#### [READING PASSAGE]
++++++

The examples given by the Explanatory Statement of the means by which officers of a company may sign a document electronically include:

  • pasting a copy of a signature into a document;
  • signing a PDF on a tablet, smartphone or laptop using a stylus or finger; and
  • cloud-based signature platforms like DocuSign.

effect of the measures

The modifications mean that a company’s officers do not need to sign the same physical document. Rather, a document could be effectively signed and scanned by the first signatory and then printed and signed by the second signatory, or separate electronic signatures could be applied to fully electronic versions of the document.

In addition, while the Determination is in effect, there is no need for a “single static document” in order to satisfy section 127 of the Corporations Act. This means that officers of a company may sign a document (by wet-ink or electronically) without the need for that document to include the signature of the other officer signing the document.

++++++

#### [LISTED ENTRIES]
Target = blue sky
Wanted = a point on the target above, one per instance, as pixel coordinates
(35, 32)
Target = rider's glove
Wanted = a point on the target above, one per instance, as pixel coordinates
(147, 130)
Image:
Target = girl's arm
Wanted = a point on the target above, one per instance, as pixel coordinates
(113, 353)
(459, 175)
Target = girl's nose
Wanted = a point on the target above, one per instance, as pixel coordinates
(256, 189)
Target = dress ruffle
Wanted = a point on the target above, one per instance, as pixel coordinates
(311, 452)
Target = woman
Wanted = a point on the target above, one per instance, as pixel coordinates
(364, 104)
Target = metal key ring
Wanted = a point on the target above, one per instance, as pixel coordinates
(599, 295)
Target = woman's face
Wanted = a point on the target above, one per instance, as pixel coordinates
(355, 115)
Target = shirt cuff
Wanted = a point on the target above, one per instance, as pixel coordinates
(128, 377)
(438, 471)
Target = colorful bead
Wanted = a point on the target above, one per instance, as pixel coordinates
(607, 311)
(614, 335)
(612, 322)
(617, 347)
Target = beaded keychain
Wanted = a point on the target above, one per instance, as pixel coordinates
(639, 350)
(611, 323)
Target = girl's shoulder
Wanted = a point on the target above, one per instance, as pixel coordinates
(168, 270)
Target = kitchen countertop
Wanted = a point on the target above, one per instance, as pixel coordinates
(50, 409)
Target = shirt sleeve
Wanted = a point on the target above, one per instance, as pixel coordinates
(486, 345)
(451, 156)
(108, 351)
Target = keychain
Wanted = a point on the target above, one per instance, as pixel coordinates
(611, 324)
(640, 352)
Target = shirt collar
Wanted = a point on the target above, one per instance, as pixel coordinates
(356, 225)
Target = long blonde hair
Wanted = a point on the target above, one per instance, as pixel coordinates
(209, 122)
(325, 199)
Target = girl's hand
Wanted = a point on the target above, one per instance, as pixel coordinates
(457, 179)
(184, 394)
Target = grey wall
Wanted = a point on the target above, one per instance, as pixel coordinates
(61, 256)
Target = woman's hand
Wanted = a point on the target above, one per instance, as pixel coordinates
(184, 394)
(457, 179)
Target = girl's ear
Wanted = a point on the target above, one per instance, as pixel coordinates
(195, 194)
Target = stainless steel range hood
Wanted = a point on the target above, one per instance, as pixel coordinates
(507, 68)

++++++

#### [WHAT TO DO]
Continue the piece on how company officers may sign documents electronically under section 127 of the Corporations Act, starting after its final sentence.

#### [WRITTEN ANSWER]
If the signing by a company of a document is carried out using electronic communications, there must be a reliable method to identify each signatory and their intention to execute the document on behalf of the company (for example, for digital signatures, using software provided by a reputable provider of electronic signature technology which includes a high level of verification and authentication measures (such as verification of identity through a certificate authority)).

Care should also be taken for the execution of deeds by a company. While some commentators have interpreted the reference in the Determination to a “document” as including a deed in electronic form (and therefore displacing the “paper rule” for a deed under common law), this is not explicitly addressed in the Determination or Explanatory Statement. Accordingly, further measures may need to be taken where a company intends to execute a deed using electronic signatures.